**TRECHO FORNECIDO:**
Então, me lembrei de grandes figuras que ajudaram a erguer o projeto, do conflito de interesses, do conflito de opiniões, da guerra (guerra mesmo) sobre as leis que iriam nos reger, das brigas (brigas mesmo) que quase separaram o Y, mas que no final o deixou mais unido e ciente do que queria.
- O encontro da identidade, respondi. O mais difícil foi encontrar uma identidade para o grupo.
Me surpreendi com minha resposta, porque sempre pensei que o Y fosse heterogêneo, cheio de personalidades que constantemente se chocavam, queira ver a bagunça que são as nossas reuniões administrativas. Mas, percebi, confrontando-nos com esse passado, que tínhamos uma identidade. Percebi que nunca de fato brigamos após a desgastante guerra inicial. Por mais que brancos e augustos se pegassem no tablado de nossa sala, existia um clima de necessidade uns dos outros. Ainda que uns, de quando em vez, dêem menos de si para o Y, em outro momento retomam força e compensam sua inatividade anterior. Aqueles que não se adequaram ao Y, saíram em pouco tempo, os que resistiram se uniram forte, num quebra-cabeças que pelejava por crescer. Mas, nunca alguém poderia ter se unido se não houvesse realmente uma essência que dissesse o que é necessário para nos unir. Nunca alguém teria se afastado se não houvesse um confronto com uma unidade que lhe houvesse dito: eu sou assim, o que traz pra mim? Por mais diversos que fôssemos, tínhamos uma unidade. E essa unidade foi uma percepção e uma conquista.
- Qual foi a maior dificuldade enquanto palhaço?
Então, pensei no medo que tinha de entrar no hospital, de enfrentar o mundo da super-ordem, dos cargos e encargos, das funções eternamente vigilantes para organizar o caos das doenças, de encarar os trabalhadores disciplinados para fazerem rodar o progresso e a cura. E qual não foi minha surpresa quando percebi que também foi o encontro de minha identidade a coisa mais difícil pra mim.

**TAREFA:**
Cite literalmente a parte do trecho fornecido que começa nas palavras "- Qual foi a" e termina após "difícil pra mim.".

**CONTEÚDO DOS DADOS:**

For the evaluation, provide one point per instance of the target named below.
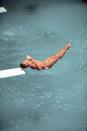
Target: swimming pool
(51, 100)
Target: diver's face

**RESPOSTA DA TAREFA:**
- Qual foi a maior dificuldade enquanto palhaço?
Então, pensei no medo que tinha de entrar no hospital, de enfrentar o mundo da super-ordem, dos cargos e encargos, das funções eternamente vigilantes para organizar o caos das doenças, de encarar os trabalhadores disciplinados para fazerem rodar o progresso e a cura. E qual não foi minha surpresa quando percebi que também foi o encontro de minha identidade a coisa mais difícil pra mim.